**WORK TO COMPLETE**:
Count the lines in the rows below that contain the string "road", treating uppercase and lowercase letters as distinct. Reply with the number alone.

**PROVIDED RECORDS**:
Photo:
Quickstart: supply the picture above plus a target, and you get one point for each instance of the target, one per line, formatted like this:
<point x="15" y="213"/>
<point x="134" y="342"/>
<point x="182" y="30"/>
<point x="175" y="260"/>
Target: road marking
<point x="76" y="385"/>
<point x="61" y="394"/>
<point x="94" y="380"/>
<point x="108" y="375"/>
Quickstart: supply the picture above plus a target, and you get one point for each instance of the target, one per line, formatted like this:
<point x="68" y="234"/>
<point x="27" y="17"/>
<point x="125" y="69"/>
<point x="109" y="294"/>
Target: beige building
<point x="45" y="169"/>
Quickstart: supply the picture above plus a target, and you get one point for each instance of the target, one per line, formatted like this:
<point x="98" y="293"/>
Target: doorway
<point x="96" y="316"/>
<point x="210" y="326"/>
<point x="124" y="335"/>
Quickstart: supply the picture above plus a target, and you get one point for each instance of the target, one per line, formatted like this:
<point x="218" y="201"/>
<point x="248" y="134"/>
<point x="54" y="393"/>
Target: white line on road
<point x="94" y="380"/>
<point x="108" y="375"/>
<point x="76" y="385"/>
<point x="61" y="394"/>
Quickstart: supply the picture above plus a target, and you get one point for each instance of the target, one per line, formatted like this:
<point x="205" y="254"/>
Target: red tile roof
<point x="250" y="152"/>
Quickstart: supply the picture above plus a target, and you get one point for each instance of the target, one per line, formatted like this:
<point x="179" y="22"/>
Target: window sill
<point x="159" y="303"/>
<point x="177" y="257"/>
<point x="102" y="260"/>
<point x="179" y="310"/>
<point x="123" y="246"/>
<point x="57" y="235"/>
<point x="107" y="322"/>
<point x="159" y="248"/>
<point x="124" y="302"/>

**FINISHED EXERCISE**:
2